• Work to be completed:
Go through the records below and set each one down exactly, leaving out any pictures.

• Information provided:
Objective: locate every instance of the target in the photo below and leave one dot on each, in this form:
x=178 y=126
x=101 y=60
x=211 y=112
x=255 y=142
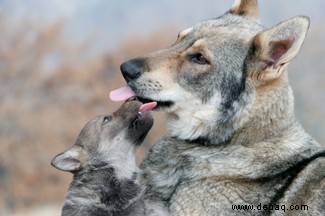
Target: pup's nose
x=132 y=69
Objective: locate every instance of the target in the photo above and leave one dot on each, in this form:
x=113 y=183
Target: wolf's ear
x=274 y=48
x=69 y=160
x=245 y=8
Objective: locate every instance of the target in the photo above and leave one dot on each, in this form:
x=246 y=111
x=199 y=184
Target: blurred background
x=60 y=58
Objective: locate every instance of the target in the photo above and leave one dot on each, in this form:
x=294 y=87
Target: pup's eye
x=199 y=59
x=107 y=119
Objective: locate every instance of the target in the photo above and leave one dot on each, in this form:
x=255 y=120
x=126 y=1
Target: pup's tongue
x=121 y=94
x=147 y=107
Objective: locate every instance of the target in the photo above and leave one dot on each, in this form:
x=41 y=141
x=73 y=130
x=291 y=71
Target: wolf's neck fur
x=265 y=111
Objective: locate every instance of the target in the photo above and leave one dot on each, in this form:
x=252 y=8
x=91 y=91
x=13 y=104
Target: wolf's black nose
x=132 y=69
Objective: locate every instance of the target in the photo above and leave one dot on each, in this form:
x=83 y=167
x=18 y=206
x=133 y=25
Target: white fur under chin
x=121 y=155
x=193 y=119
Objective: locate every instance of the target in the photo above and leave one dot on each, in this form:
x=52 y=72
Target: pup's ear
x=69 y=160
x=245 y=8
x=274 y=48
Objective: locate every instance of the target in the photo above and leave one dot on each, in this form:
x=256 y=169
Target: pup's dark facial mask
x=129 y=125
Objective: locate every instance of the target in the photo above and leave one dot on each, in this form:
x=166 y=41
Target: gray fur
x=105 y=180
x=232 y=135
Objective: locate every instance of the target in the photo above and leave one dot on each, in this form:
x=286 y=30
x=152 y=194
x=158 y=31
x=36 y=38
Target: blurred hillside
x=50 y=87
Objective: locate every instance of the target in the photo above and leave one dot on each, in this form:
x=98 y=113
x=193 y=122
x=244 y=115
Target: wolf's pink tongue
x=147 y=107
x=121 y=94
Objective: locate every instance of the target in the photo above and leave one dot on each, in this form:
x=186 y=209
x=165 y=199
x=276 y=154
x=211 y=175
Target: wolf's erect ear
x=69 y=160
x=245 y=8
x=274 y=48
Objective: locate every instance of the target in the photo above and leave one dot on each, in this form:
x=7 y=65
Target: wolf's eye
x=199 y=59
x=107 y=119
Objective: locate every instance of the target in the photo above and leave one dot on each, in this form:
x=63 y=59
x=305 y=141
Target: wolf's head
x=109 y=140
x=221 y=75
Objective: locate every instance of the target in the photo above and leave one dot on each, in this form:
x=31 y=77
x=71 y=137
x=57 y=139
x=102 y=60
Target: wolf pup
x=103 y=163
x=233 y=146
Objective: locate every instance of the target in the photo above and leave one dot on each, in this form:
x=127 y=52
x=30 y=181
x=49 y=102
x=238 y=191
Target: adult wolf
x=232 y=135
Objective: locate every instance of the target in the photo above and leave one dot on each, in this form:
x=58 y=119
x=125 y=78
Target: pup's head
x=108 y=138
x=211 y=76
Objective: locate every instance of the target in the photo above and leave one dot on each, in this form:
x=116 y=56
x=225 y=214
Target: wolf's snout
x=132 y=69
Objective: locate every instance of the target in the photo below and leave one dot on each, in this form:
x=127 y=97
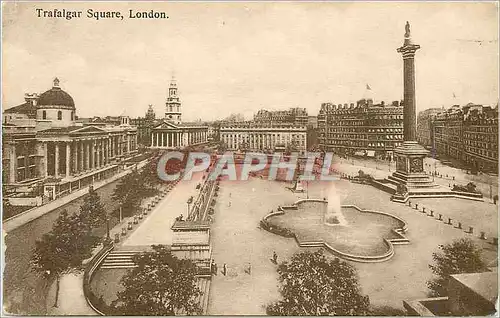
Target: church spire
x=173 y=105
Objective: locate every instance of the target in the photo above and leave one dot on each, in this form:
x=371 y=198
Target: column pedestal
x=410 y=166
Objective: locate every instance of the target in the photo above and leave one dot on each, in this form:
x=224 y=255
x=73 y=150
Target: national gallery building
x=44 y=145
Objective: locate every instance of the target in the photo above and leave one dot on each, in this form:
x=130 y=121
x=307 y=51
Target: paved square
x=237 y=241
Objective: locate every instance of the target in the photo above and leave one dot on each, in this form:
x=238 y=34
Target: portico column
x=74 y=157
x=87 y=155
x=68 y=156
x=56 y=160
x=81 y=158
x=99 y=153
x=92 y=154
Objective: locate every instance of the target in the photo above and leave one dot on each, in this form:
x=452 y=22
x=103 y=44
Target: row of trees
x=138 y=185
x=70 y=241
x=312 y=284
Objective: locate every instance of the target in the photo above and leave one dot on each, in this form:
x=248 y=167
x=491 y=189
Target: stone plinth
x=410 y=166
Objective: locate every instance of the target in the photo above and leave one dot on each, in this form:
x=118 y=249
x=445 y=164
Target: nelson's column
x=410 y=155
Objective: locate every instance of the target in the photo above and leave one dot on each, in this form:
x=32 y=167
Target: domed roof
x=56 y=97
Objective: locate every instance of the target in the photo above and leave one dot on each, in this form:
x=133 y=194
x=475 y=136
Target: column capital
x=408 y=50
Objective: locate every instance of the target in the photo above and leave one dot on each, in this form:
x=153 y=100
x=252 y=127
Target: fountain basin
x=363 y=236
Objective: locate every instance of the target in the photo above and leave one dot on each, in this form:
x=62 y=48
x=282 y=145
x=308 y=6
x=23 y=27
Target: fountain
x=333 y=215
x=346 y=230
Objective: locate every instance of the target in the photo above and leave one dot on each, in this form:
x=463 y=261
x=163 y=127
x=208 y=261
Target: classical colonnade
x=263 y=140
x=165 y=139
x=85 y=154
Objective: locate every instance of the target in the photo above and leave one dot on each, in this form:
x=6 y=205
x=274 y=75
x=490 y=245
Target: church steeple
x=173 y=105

• Solved problem:
Objective: locate every instance of the target in the photo below and leave one dot on each, in this form:
x=178 y=126
x=101 y=60
x=211 y=112
x=255 y=142
Target: pup's nose
x=132 y=69
Objective: locate every instance of the target in the photo above and leave one dot on each, in this form:
x=113 y=183
Target: wolf's ear
x=274 y=48
x=69 y=160
x=245 y=8
Objective: locate every instance of the target in the photo above and leave one dot on each, in this form:
x=246 y=111
x=199 y=184
Target: blurred background
x=60 y=58
Objective: locate every instance of the target in the photo above and leave one dot on each, in this form:
x=294 y=87
Target: pup's eye
x=199 y=59
x=107 y=119
Objective: locate every instance of the target in the photo above and leave one dot on each, in this form:
x=255 y=120
x=126 y=1
Target: pup's tongue
x=121 y=94
x=147 y=107
Objective: locate every instance of the target in the photo above and leave one dot on each, in this form:
x=41 y=141
x=73 y=130
x=291 y=71
Target: wolf's neck fur
x=265 y=111
Objective: locate every instance of the target in the photo above and leave one dot on each, in this form:
x=252 y=8
x=91 y=91
x=13 y=104
Target: wolf's black nose
x=132 y=69
Objective: locate every instance of the target in the photo above and leave one dot on each, in this form:
x=83 y=167
x=18 y=206
x=133 y=25
Target: white fur under chin
x=121 y=155
x=193 y=119
Objective: locate every instance of the target in the photo above and leave one dot on each, in this form:
x=52 y=72
Target: pup's ear
x=69 y=160
x=245 y=8
x=274 y=48
Objective: locate every instance of the target in the photo above and leave one dot on each, in this form:
x=256 y=169
Target: pup's dark facial mask
x=129 y=125
Objective: locate every instance of the target in the photo above and leave one dot on each, in this form:
x=166 y=41
Target: gray fur
x=105 y=180
x=232 y=135
Objective: locate every instance of the target in the photo above and leave one dot on each, in this form:
x=286 y=30
x=152 y=194
x=158 y=31
x=36 y=38
Target: blurred hillside
x=50 y=87
Objective: locate every instance of the target in the photo above and leave one dot on each, in this form:
x=98 y=113
x=193 y=122
x=244 y=115
Target: wolf's pink tongue
x=147 y=107
x=121 y=94
Objective: locate every instance of the target in the photo above and leave one dot on each, in this form:
x=186 y=209
x=165 y=199
x=276 y=154
x=211 y=175
Target: wolf's erect ear
x=69 y=160
x=245 y=8
x=274 y=48
Objective: locate every instance of the target in the photo above and leave one dot on each, in this form:
x=7 y=65
Target: wolf's eye
x=199 y=59
x=107 y=119
Objective: locate every instance of the target in the photo above and leave one dot on each, in this form:
x=63 y=59
x=305 y=141
Target: wolf's head
x=109 y=140
x=221 y=75
Objective: locate every instance of the target in the photo above and leave one dot on each, in this form:
x=31 y=77
x=71 y=137
x=57 y=139
x=102 y=60
Target: wolf pup
x=103 y=163
x=233 y=146
Objective: locate every instance of the target in the photo above and leave one dot on each, in this form:
x=127 y=52
x=30 y=181
x=49 y=102
x=238 y=191
Target: adult wolf
x=232 y=135
Objective: locate every instance of the target in the photo above and leave one dot on each, in this form:
x=58 y=119
x=125 y=78
Target: pup's head
x=108 y=138
x=211 y=76
Objective: locate every instance of the target in the photo above and leave one dot on each, in this form:
x=116 y=56
x=225 y=214
Target: wolf's snout
x=132 y=69
Objective: locate every instance of the target in the photo below and leave one dot on each, in this form:
x=127 y=97
Target: church spire
x=173 y=105
Objective: locate every instance of the target in the photo above and leave one dot on each, in this form:
x=371 y=198
Target: column pedestal
x=410 y=166
Objective: locate every instance of the target in the photo above and leave one dot on each, in this form:
x=224 y=255
x=73 y=150
Target: national gallery building
x=44 y=145
Objective: locate every instance of the target in the photo above and leave one dot on each, in this form:
x=130 y=121
x=307 y=51
Target: paved square
x=237 y=241
Objective: locate every instance of the target in the photo above and leave one dot on each, in this form:
x=238 y=34
Target: portico column
x=74 y=157
x=87 y=155
x=68 y=156
x=56 y=160
x=81 y=158
x=99 y=153
x=92 y=154
Objective: locate every instance of the target in the photo above and leave one dot on each, in this form:
x=452 y=22
x=103 y=44
Target: row of trees
x=138 y=185
x=70 y=241
x=312 y=284
Objective: locate every instance of the target in the photo above and leave one dot on each, in this form:
x=248 y=167
x=491 y=189
Target: stone plinth
x=410 y=166
Objective: locate every instance of the target in the photo above and leave one dot on each, in this form:
x=118 y=249
x=445 y=164
Target: nelson's column
x=410 y=155
Objective: locate every instance of the target in the photo above and leave one dot on each, in this form:
x=32 y=167
Target: domed roof
x=56 y=97
Objective: locate every instance of the target in the photo above and leave one dot on each, in this form:
x=133 y=194
x=475 y=136
Target: column capital
x=408 y=50
Objective: locate every instance of the target in the photo above and leave one dot on each, in this form:
x=153 y=100
x=252 y=127
Target: fountain basin
x=363 y=236
Objective: locate every instance of the target in the photo above and leave one dot on each, in this form:
x=62 y=48
x=282 y=145
x=308 y=6
x=23 y=27
Target: fountain
x=333 y=215
x=346 y=230
Objective: locate every instance of the target in the photo above and leave one dot on each, in this form:
x=463 y=261
x=163 y=127
x=208 y=261
Target: classical colonnade
x=263 y=140
x=165 y=139
x=85 y=154
Objective: locate every instance of the target in the photo above and leave one dot on each, in this form:
x=6 y=205
x=274 y=75
x=490 y=245
Target: church steeple
x=173 y=105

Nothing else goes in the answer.